Please copy the records from the line with "of the utility" through the end of the records, requests included, and shift every coordinate in the answers up by 97. Give only those lines.

───

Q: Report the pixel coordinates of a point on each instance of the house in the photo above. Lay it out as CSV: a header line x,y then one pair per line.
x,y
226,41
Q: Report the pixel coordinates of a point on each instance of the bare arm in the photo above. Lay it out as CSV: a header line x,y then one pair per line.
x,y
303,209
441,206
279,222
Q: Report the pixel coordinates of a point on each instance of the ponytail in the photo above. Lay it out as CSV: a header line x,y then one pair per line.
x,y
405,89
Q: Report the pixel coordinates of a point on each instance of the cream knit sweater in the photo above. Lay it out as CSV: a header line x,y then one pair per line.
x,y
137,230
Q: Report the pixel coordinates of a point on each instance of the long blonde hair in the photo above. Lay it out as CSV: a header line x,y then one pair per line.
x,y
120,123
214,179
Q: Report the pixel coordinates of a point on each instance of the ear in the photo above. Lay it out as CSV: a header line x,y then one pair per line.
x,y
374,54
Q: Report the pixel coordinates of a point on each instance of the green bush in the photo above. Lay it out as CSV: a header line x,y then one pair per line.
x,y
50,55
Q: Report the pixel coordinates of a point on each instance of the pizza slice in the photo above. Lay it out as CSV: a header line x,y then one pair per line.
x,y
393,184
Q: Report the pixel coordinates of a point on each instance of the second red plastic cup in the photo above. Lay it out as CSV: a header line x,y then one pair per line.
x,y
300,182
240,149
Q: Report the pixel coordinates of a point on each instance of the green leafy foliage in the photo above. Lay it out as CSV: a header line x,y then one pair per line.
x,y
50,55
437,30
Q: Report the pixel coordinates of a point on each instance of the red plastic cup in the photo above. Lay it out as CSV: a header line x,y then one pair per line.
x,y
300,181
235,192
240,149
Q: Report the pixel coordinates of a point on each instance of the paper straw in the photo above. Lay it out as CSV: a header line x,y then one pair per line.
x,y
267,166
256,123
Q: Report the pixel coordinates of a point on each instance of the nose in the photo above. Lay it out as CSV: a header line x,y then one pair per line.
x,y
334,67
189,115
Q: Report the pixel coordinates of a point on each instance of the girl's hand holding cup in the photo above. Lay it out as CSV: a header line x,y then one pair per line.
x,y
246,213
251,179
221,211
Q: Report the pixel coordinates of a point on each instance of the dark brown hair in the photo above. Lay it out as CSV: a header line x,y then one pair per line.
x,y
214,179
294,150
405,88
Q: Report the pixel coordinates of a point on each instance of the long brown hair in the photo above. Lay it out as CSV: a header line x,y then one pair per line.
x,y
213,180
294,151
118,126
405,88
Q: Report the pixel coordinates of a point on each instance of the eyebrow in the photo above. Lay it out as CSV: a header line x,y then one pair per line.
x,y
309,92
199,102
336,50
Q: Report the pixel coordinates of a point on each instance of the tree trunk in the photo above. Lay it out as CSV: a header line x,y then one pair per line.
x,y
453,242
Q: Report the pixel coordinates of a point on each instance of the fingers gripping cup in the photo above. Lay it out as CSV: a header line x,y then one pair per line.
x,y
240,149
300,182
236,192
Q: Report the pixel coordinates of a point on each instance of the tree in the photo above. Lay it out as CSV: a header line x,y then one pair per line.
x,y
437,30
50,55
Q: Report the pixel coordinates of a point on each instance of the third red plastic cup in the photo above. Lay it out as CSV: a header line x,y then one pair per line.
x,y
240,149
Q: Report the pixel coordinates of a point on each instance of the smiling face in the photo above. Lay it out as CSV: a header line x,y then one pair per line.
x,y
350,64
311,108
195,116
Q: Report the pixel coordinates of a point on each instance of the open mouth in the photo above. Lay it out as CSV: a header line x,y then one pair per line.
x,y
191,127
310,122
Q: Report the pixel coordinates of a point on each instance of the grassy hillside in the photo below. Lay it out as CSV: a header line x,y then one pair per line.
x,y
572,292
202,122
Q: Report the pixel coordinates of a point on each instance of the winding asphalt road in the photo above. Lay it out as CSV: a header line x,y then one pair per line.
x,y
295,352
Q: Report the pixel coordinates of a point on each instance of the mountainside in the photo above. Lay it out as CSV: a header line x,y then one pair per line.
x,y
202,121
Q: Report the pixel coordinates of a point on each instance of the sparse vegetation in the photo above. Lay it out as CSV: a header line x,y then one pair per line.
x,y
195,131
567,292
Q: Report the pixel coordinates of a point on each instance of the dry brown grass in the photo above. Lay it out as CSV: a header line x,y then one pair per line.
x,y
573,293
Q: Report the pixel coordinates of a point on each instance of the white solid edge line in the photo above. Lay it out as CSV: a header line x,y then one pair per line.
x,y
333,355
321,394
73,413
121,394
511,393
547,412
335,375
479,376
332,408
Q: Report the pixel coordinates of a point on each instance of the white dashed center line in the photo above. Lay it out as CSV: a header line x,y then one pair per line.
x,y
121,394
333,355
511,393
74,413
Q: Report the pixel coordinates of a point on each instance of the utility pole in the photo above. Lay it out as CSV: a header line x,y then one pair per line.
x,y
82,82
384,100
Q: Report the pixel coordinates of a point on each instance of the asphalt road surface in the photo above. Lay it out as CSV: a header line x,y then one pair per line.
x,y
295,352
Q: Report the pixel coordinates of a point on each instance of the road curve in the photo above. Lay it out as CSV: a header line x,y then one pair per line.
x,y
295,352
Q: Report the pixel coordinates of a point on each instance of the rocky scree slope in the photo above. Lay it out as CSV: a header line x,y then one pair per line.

───

Solution to this exercise:
Q: Report the pixel coordinates of a point on each instance of the utility pole in the photo above. Lay it out as CSV: a header line x,y then one pair per line.
x,y
179,179
481,197
Q: Report the pixel coordinates of a point on each instance of the asphalt road surface in the photo above. Lay it out as CSV: a header line x,y then one pair per line.
x,y
392,449
Q: Report the pixel coordinates of a point on each instance of the road curve in the photo above. Lay it out as CSV: a header line x,y then one pair per line.
x,y
392,449
Q: Report the pixel coordinates of a point on each instance of the rocky scree slope in the photo above. Lay it out as CSV: a header line x,y then one pair per line.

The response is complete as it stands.